▸ TASK INSTRUCTIONS
Where the records hold the string "below", show the whole line it sits on.

(Dataset entries)
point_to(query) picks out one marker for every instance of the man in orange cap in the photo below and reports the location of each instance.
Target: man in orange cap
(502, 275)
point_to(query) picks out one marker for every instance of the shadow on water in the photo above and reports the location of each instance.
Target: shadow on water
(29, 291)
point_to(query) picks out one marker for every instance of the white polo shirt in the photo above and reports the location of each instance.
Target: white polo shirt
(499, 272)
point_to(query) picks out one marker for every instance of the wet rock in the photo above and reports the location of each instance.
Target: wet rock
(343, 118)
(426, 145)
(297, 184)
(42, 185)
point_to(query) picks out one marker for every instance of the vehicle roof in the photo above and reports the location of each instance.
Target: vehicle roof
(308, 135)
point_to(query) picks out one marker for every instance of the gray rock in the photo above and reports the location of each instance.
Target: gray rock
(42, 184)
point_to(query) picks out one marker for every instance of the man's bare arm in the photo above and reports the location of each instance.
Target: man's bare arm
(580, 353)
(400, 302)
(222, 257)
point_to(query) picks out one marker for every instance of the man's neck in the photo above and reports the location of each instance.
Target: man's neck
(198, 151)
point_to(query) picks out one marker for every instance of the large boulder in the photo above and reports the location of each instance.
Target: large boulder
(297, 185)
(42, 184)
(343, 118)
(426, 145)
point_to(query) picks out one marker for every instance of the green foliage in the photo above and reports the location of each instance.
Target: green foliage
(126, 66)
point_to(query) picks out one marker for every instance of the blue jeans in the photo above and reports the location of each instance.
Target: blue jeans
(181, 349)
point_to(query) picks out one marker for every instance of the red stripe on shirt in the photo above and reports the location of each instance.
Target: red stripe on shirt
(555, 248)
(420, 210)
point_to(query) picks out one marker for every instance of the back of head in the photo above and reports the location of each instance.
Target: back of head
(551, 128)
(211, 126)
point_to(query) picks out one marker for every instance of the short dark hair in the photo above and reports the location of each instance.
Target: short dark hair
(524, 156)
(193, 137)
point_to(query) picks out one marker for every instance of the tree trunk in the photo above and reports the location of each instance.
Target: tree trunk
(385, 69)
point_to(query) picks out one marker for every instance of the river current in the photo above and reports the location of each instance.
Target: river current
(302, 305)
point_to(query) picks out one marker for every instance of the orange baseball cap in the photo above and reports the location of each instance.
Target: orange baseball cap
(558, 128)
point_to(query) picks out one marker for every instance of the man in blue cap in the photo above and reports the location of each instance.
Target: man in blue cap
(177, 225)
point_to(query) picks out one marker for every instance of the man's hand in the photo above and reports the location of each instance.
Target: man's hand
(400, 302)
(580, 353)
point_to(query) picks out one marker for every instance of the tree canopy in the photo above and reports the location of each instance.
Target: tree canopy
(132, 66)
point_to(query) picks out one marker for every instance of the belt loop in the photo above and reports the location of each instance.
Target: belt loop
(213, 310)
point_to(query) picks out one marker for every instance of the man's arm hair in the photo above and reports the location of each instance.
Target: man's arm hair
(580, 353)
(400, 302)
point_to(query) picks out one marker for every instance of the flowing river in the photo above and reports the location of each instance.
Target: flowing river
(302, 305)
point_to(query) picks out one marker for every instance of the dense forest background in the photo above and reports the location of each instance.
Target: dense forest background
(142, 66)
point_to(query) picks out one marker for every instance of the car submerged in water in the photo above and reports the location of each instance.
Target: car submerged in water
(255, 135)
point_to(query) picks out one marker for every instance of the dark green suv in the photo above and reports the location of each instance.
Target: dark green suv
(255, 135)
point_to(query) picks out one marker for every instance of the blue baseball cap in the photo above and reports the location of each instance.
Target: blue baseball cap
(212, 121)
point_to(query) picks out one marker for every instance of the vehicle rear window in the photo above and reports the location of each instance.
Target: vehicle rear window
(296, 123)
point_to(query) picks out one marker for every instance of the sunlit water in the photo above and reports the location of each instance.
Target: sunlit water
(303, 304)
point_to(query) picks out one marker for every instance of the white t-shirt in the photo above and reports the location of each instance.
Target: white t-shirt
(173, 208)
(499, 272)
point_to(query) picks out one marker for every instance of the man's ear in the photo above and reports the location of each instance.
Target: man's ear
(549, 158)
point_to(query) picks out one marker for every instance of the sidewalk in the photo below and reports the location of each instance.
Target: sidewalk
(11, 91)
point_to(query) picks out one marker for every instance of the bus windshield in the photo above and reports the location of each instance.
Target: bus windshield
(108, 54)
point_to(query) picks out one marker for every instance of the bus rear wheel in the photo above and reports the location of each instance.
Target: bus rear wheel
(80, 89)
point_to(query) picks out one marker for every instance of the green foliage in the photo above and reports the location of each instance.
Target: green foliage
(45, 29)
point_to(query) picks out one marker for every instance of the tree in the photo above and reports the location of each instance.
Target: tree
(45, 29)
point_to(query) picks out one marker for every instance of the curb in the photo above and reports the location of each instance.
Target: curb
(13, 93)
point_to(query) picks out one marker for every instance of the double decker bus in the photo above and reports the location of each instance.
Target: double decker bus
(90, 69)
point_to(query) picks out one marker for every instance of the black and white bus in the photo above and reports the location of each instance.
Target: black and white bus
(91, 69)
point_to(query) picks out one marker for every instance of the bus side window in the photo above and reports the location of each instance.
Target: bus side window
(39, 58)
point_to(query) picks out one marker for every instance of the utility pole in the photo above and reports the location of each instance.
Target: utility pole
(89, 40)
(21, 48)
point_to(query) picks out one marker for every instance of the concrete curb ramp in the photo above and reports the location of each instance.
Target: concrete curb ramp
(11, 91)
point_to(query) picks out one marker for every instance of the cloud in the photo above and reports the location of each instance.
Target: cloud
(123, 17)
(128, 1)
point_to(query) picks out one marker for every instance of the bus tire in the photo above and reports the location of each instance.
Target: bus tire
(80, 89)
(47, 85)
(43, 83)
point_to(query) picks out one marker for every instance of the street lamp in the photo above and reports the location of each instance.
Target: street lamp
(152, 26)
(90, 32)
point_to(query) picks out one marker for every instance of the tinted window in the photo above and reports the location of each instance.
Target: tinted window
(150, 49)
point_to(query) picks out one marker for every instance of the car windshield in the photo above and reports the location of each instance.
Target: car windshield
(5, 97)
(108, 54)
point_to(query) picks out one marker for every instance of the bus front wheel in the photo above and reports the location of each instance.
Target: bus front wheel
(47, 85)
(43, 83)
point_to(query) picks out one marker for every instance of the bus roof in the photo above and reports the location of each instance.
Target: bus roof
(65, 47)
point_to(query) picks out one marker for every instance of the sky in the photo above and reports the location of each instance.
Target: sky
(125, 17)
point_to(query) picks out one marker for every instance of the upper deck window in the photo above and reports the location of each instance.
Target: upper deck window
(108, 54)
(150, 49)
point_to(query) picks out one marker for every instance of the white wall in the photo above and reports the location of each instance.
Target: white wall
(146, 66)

▸ SOLUTION
point_to(query) picks out one marker for every instance of the man in orange cap in the photo below and reports the location of each instance.
point_to(query) picks out one marker for every instance of the sidewalk in the photo below and reports the location of each instance.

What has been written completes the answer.